Written exercise:
Quote every entry word for word.

Provided data:
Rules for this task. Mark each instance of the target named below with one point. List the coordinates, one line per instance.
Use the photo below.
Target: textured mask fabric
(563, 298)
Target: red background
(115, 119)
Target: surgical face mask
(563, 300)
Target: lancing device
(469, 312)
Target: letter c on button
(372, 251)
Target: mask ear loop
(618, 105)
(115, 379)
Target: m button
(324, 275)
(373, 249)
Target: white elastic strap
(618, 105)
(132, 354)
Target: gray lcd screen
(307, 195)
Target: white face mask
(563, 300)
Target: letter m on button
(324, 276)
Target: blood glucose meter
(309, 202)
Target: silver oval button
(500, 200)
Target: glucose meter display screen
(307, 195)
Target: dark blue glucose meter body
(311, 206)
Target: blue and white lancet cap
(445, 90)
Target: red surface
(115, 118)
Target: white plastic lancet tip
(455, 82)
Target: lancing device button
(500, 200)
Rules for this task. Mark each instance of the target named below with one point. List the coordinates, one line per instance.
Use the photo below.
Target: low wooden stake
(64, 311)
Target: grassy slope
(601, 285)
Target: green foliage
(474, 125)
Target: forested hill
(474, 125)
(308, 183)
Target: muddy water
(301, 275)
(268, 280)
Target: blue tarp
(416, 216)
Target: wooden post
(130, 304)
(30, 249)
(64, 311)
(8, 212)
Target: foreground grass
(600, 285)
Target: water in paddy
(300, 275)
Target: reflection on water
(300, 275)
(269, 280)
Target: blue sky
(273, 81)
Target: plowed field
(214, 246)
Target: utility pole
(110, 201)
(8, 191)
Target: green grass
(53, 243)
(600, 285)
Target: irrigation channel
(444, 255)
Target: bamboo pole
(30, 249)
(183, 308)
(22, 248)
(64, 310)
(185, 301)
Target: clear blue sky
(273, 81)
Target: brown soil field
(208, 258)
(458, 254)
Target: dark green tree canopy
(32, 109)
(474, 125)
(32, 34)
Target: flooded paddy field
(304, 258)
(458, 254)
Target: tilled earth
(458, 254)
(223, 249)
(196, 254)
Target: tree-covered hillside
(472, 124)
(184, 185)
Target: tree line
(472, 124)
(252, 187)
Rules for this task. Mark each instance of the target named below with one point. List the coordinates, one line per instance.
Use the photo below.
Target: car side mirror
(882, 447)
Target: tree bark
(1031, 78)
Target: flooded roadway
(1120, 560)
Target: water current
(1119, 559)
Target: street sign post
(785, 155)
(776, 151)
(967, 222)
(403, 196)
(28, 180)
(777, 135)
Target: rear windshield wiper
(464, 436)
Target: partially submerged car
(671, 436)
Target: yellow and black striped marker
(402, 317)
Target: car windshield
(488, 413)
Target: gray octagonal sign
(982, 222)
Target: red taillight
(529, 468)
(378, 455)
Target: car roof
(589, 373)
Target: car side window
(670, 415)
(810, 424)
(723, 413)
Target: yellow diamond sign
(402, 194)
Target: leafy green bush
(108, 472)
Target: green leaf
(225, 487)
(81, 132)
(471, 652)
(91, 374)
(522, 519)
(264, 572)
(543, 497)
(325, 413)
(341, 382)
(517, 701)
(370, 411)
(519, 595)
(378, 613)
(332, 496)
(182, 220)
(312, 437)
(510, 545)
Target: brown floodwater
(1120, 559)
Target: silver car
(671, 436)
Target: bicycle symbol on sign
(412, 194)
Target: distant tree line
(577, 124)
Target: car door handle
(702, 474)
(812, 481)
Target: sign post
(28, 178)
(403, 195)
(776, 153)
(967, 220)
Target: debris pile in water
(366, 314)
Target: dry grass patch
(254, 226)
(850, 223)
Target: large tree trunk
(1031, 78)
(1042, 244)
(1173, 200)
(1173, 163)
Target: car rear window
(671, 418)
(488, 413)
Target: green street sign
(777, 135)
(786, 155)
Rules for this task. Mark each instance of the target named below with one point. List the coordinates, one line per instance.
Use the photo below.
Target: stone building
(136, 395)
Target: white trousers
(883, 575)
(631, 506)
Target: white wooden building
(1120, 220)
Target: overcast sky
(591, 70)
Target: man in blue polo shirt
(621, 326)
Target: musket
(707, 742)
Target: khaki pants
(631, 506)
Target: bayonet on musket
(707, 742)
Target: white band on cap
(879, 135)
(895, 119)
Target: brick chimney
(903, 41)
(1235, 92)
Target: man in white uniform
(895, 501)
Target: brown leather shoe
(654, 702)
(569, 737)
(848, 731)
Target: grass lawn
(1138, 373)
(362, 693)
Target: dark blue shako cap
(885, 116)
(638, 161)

Problem solution:
Rules for this task. Mark each instance of the target named below with one point. List the coordinates, one line per instance.
Use the photo below.
Target: textured mask fabric
(563, 298)
Target: red background
(115, 119)
Target: surgical face mask
(563, 300)
Target: lancing device
(469, 312)
Target: letter c on button
(372, 251)
Target: mask ear loop
(618, 105)
(115, 379)
Target: m button
(324, 275)
(373, 249)
Target: white elastic strap
(618, 105)
(132, 354)
Target: gray lcd screen
(307, 195)
Target: white face mask
(563, 300)
Target: letter m on button
(324, 276)
Target: blood glucose meter
(309, 202)
Target: silver oval button
(500, 200)
Target: glucose meter display screen
(307, 195)
Target: dark blue glucose meter body
(311, 206)
Target: blue and white lancet cap
(445, 90)
Target: red surface
(115, 118)
Target: white plastic lancet tip
(455, 82)
Target: lancing device button
(500, 200)
Rules for this task. Mark each instance of the target named below with one point. List the coordinates, one line per instance.
Use the photo below.
Target: low wooden stake
(64, 311)
Target: grassy slope
(601, 285)
Target: green foliage
(474, 125)
Target: forested hill
(474, 125)
(308, 183)
Target: muddy water
(301, 275)
(268, 280)
Target: blue tarp
(416, 216)
Target: wooden post
(130, 304)
(30, 249)
(64, 311)
(8, 212)
Target: foreground grass
(600, 285)
Target: water in paddy
(300, 275)
Target: reflection on water
(300, 275)
(269, 280)
Target: blue sky
(273, 81)
Target: plowed field
(214, 246)
Target: utility pole
(110, 201)
(8, 191)
Target: green grass
(53, 243)
(600, 285)
Target: irrigation channel
(444, 255)
Target: bamboo pole
(30, 249)
(183, 308)
(22, 248)
(64, 310)
(185, 301)
Target: clear blue sky
(273, 81)
Target: brown soil field
(208, 258)
(458, 254)
Target: dark green tree canopy
(32, 109)
(474, 125)
(32, 34)
Target: flooded paddy field
(304, 258)
(458, 254)
Target: tilled earth
(458, 254)
(223, 249)
(196, 254)
Target: tree-covered hillside
(472, 124)
(184, 185)
Target: tree line
(472, 124)
(252, 187)
Rules for this task. Mark each instance of the target named below with one point. List the coordinates, one line per instance.
Use the photo below.
Target: car side mirror
(882, 447)
Target: tree bark
(1031, 78)
Target: flooded roadway
(1120, 560)
Target: water current
(1119, 559)
Target: street sign post
(785, 155)
(776, 151)
(967, 222)
(403, 196)
(28, 180)
(777, 135)
Target: rear windshield wiper
(464, 436)
Target: partially submerged car
(671, 436)
Target: yellow and black striped marker
(402, 317)
Target: car windshield
(488, 413)
Target: gray octagonal sign
(982, 222)
Target: red taillight
(529, 468)
(378, 455)
Target: car roof
(589, 373)
Target: car side window
(670, 415)
(810, 424)
(723, 413)
Target: yellow diamond sign
(402, 194)
Target: leafy green bush
(108, 472)
Target: green leaf
(225, 487)
(81, 132)
(471, 652)
(91, 374)
(522, 519)
(264, 572)
(543, 497)
(325, 413)
(341, 382)
(517, 701)
(370, 411)
(519, 595)
(378, 613)
(332, 496)
(182, 220)
(312, 437)
(510, 545)
Target: brown floodwater
(1120, 559)
Target: silver car
(671, 436)
Target: bicycle symbol on sign
(412, 194)
Target: distant tree line
(577, 124)
Target: car door handle
(702, 474)
(812, 481)
Target: sign post
(28, 178)
(403, 195)
(776, 153)
(967, 220)
Target: debris pile in water
(366, 314)
Target: dry grass patch
(254, 226)
(850, 223)
Target: large tree trunk
(1031, 78)
(1042, 244)
(1173, 200)
(1173, 163)
Target: car rear window
(671, 418)
(488, 413)
Target: green street sign
(777, 135)
(786, 155)
Rules for this task. Mark each instance of the target named below with one point. List the coordinates, one line per instance.
Use the photo below.
Target: stone building
(136, 395)
Target: white trousers
(883, 575)
(631, 506)
Target: white wooden building
(1120, 220)
Target: overcast sky
(591, 70)
Target: man in blue polo shirt
(621, 326)
Target: musket
(707, 742)
Target: khaki pants
(631, 506)
Target: bayonet on musket
(707, 742)
Target: white band on cap
(879, 135)
(895, 119)
Target: brick chimney
(903, 41)
(1235, 92)
Target: man in white uniform
(895, 501)
Target: brown leather shoe
(654, 702)
(569, 737)
(848, 731)
Target: grass lawn
(1138, 373)
(362, 693)
Target: dark blue shako cap
(885, 116)
(638, 161)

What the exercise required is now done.